Continue the comment thread below about custody rulings and parents' rights in family law, starting right after its last sentence.

- **PROVIDED PASSAGE**
<<<<


  6. Jackie: The COLOSSAL TOWERING VAGINA! says

    Ophelia, irl I know a girl who was the victim of statutory rape at 14. She got pregnant. The family refused to press charges because they felt that at 18. the boy was not guilty of rape, but merely made some poor choices. The girl was smitten with him, after all. He refused to pay child support or legally acknowledge paternity. When the child was 8 and the statute of limitations was up on the statutory rape charge, he sued for full custody. The judge granted it to him stating that the 14 yr old single mother had relied too much on the child’s grandparents over the years and had not created a stable enough home. He took the child he had never once had a hand in raising to another state where she lives with him today. The judge that made that decision is a woman.

    That’s the state of the world we live in. 🙁

  7. onion girl, OM; social workers do it with paperwork says

    Unfortunately, the paradigm shift in family law and child welfare is swinging from ‘best interests of the child’ to ‘parent’s rights.’ I dealt with that frequently in my most recent job, where I worked in visitation, because Maryland is currently a state very much favoring the parent’s rights perspective. Which meant I dealt with the court frequently granting visitation to fathers who had sexually abused their children, or favoring the batterer in domestic violence cases, etc. The tricky part is, even in cases where sexual abuse had been absolutely proven, parents still had the right to visit, have contact with, and even press for custody, unless it could be absolutely proven that such contact would be explicitly harmful to the child.* (hence the parent’s rights v. best interests argument–the assumption is that parents have a natural, inalienable right to raise their children and the burden of proof now rests on the child to prove otherwise)

    This is not something that I predict will change anytime soon–for example, current research in child welfare supports ‘family-centered practice’ and pushes reunification/family pres,** which is just one of the factors that is influencing the current shift towards parent’s rights in all aspects of family law. These things move incredibly slowly; I do think that, in time, there will be a move back towards best interests of the child, but until that happens, the parent’s rights perspective is going to influence all aspects of family law and child welfare.

>>>>

- **EXTRACTED DATA**
<<<<

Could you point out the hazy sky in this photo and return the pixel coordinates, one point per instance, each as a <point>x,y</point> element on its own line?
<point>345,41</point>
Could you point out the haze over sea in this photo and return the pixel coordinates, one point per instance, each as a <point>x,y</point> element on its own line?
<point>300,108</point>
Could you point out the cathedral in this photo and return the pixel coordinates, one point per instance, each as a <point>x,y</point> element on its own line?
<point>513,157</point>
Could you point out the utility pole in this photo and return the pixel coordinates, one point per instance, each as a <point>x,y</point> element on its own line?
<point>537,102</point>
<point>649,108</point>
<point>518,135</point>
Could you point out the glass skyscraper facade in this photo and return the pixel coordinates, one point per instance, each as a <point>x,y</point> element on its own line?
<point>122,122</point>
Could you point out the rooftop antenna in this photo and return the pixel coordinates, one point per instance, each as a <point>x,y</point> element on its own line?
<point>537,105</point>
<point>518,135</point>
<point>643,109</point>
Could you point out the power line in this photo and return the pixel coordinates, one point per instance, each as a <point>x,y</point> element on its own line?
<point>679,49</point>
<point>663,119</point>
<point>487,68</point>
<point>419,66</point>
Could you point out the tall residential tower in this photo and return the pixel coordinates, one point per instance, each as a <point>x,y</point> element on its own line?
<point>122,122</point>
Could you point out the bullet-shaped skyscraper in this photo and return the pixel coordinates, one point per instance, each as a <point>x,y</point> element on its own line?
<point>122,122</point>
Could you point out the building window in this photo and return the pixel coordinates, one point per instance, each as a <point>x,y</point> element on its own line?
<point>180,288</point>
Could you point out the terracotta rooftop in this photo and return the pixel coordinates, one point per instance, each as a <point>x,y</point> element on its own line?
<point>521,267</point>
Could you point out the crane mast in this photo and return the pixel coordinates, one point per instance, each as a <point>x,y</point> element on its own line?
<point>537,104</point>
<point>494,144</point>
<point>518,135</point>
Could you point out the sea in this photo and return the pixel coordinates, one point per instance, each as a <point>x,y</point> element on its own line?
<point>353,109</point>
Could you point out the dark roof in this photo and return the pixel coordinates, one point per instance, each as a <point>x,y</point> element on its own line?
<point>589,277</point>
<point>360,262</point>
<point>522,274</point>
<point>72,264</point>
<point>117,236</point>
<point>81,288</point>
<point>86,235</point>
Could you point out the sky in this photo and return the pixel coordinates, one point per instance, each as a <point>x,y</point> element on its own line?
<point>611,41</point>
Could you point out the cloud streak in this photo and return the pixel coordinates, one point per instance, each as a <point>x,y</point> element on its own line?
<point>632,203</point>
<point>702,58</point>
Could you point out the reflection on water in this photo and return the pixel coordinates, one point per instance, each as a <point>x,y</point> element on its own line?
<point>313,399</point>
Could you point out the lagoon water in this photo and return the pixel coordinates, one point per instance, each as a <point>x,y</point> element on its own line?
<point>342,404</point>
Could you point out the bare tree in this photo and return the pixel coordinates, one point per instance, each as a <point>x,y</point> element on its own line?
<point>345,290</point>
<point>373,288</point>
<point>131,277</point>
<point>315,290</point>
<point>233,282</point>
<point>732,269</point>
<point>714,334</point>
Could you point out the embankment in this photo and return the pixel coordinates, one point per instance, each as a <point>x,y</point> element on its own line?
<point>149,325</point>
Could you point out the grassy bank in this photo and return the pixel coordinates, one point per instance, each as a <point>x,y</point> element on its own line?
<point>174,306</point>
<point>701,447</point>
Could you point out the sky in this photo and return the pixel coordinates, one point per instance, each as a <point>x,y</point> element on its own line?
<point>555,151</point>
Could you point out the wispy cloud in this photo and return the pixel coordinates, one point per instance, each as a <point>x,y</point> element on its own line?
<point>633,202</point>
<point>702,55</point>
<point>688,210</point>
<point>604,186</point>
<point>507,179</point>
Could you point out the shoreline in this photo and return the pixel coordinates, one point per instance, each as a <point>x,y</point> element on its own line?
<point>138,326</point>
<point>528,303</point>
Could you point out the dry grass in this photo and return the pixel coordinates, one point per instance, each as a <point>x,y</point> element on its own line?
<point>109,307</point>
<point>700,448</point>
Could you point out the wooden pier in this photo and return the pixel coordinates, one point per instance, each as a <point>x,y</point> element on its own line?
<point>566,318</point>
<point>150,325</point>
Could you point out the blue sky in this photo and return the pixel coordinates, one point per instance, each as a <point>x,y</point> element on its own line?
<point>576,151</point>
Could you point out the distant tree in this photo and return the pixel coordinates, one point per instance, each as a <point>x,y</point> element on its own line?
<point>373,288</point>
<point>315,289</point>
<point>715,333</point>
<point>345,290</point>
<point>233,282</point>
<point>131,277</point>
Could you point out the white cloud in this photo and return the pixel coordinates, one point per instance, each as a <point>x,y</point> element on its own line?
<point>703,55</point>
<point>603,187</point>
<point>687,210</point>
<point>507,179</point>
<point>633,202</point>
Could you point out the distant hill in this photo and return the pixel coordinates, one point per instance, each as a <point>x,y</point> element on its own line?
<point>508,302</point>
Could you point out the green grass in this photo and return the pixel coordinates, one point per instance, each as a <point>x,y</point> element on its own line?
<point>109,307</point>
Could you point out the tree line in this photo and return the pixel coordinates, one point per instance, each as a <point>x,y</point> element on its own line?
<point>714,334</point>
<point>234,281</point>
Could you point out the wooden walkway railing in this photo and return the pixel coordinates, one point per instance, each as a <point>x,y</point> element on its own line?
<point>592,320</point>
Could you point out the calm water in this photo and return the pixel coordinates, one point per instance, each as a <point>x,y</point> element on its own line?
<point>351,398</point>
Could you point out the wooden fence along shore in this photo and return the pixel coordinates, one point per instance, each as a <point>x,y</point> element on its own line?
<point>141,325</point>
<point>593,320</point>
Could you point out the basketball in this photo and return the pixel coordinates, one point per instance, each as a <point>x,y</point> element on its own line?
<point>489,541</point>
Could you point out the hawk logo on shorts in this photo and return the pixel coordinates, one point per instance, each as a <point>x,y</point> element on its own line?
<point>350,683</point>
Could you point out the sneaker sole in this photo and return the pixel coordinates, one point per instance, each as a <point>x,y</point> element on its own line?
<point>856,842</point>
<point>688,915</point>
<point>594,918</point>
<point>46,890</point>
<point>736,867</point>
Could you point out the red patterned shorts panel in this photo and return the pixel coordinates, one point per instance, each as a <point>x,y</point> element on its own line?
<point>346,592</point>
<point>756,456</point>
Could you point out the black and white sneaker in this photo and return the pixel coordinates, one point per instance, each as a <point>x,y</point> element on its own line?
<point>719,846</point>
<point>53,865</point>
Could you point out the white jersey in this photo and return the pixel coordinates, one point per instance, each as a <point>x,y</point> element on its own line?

>>>>

- **RESULT OF THIS EXERCISE**
    Historically, this pendulum of best interests vs. parent’s rights keeps swinging back and forth–look at the move from orphanages to foster care to the current favoring of family preservation–and as it swings it impacts and is impacted by multiple other aspects of society, family law just being one particular example. (Not to mention all the intersections of other societal trends–sexism, classism, MRA’s, Dominionists and the Christian right, etc, etc, ad nauseum.)

    tl;dr***: this is a trend that is likely to get worse before it gets better; I would honestly not be surprised that it’s a trend that won’t change until something monumental occurs, like a Supreme Court case or (more likely, unfortunately), a lawsuit springing from some eminently preventable tragedy. (See things like LaShawn v. Fenty or L.J. v. Massinga)

    *to be fair, there is research indicating that in *some* cases, rehabilitation of the sexual abuser is possible, and reunification therapy is generally favored in those cases, but in my experience, the government takes these findings and then extrapolates that they apply in ALL cases of sexual abuse/abuse in general, which is complete and utter bullshit.

    **family preservation: the practice of keeping abused children in the home and working with parents to resolve the abuse or neglect rather than removing the child from the home and placing them in foster care until problems are resolved. *Intended* to be used in cases where it is deemed no significant safety risk exists to keeping the children in the home–this does not always occur.

    ***Apologies, this is my bailiwick and I could write a whole essay on the inherent problems in the family law and child welfare system and all the myriad of ways the government and the legal system *miss the fucking point* when they try to legislate ‘fixing’ people and families.